**EXERCISE REQUIREMENTS**
Check every line of the entries that follow, and copy the ones containing "format".

Top of EXTRACTED ENTRIES

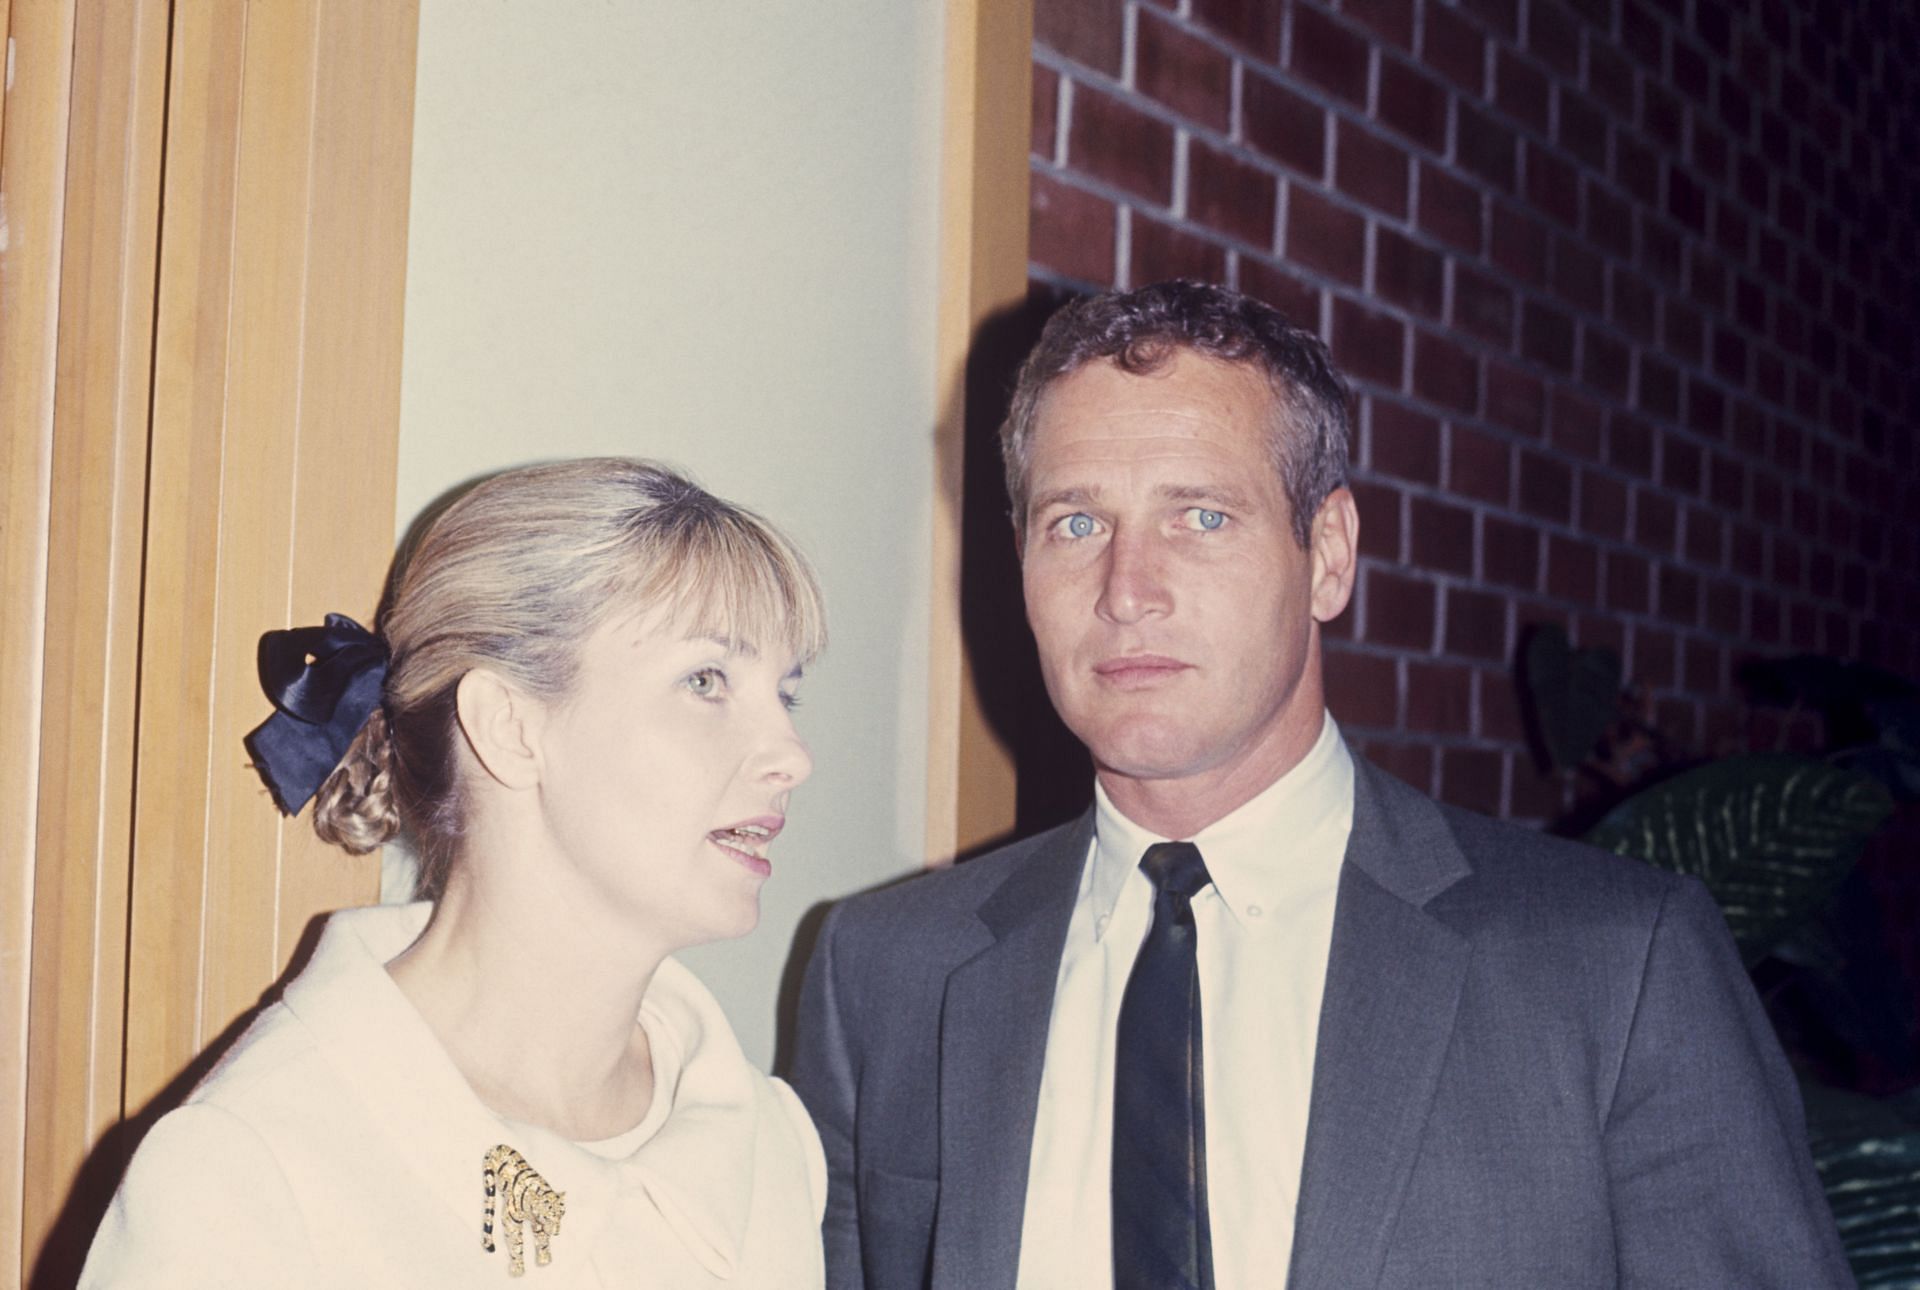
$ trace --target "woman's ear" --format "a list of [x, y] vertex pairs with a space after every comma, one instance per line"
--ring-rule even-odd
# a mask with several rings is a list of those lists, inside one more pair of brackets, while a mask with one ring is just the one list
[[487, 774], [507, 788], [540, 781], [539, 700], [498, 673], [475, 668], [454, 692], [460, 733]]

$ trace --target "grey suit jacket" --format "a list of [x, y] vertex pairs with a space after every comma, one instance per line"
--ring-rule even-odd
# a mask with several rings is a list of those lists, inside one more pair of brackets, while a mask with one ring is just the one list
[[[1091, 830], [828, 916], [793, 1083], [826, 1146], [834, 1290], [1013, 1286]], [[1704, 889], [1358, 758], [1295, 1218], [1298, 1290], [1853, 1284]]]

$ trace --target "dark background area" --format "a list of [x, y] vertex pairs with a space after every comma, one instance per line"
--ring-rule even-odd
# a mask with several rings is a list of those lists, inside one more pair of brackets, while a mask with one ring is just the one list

Bottom of EXTRACTED ENTRIES

**THE COMPLETED TASK**
$ trace --target "woman's ear" --format "a list of [x, y] vertex pairs with a space after every comma, one instance per line"
$ trace --target "grey suit jacket" --format "a list of [x, y] vertex pairs with a space after every comma, one instance per line"
$ trace --target "dark background area" --format "a list of [x, y] vertex pairs with a space after every comma, one instance per line"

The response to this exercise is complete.